Extend the passage describing the novel in progress "The House of the Changes," picking up right after its final sentence.

— start Document segment —

It is true that the media (TV, newspapers and radio) is largely dedicated to sensationalism and trivialisation; but it could be argued that this is merely a reaction against the dominant culture of materialism and cosiness that would prefer to believe that wealth naturally trickles down to nurture the under-privileged and disaffected.
This, however, should not stop writers staying close to the ground of the everyday, and resisting the pressure to edit their resulting experience in the cause of a ‘received’ harmony.
Work in progress
‘The House of the Changes’
This is a novel comprising four main characters: Alan Northgate, a novelist suffering from loss of memory and in search of his past; Alex, an ex-University lecturer who has just discovered his marriage is at an end; Axel, embarking on a ‘quest’ for the lost writings of Coleridge; and Lisa, a 15 year old orphan girl who befriends Alex.
Alan feels alienated from his own community, and is self-obsessed to a point where he needs serious help. It is no surprise, when he meets Lisa in the flesh, that he becomes fixated on her. He realises that she is only a ‘fictional’ character and therefore lacks real substance, permanence or ability to satisfy his needs, but this does not affect his passion for a form he sees as intensely desirable. Even more bizarrely, he believes he can ‘rewrite’ her at any time to make her comply with his needs, but he does not do this. Maybe, as in Ouspensky’s compelling novel about a man who gets the chance to live his life over again, he is already beginning to forget that the world he is in is literally a fiction created by his own mind.

— end Document segment —
— start Record excerpts —

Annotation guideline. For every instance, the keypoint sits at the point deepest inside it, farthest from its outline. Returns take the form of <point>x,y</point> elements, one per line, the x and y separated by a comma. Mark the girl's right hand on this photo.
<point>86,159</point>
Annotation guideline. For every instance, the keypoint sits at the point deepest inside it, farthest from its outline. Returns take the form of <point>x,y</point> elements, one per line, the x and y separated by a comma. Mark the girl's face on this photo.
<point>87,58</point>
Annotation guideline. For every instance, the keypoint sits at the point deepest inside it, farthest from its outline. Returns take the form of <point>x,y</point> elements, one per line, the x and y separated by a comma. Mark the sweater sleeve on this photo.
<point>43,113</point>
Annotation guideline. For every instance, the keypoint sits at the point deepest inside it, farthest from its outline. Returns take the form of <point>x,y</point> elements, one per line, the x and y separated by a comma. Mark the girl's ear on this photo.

— end Record excerpts —

Response for this exercise |
As a writer, I have to keep my hand off the scales; I want to discover the process of his obsession; to see him operate in the context of his past experience, and to observe how those he is close to modify his perception of the world. For this to happen I must move in close, listen to the way he speaks, watch his gestures, body language, the minutiae of his behaviour, in order to divine the pattern, the deep structure behind the apparently random actions.
Axel, on the other hand, is someone who has had a certain amount of spiritual experience, and is able to ‘remember’ himself at critical moments. He is in a way the exact mirror image of Alan: he remembers all the time that he is in a fictional world, and that how he behaves will somehow be effective in the lives of others, and in his own ability to move outside the fictional realm.
Axel’s weakness is that he takes nothing seriously: when Alex inadvertently pushes Lisa over a cliff, he treats it as an interesting philosophical conundrum: can a fictional character have a real death? And what would happen if nobody actually died, or if we all remembered every detail of our previous lives?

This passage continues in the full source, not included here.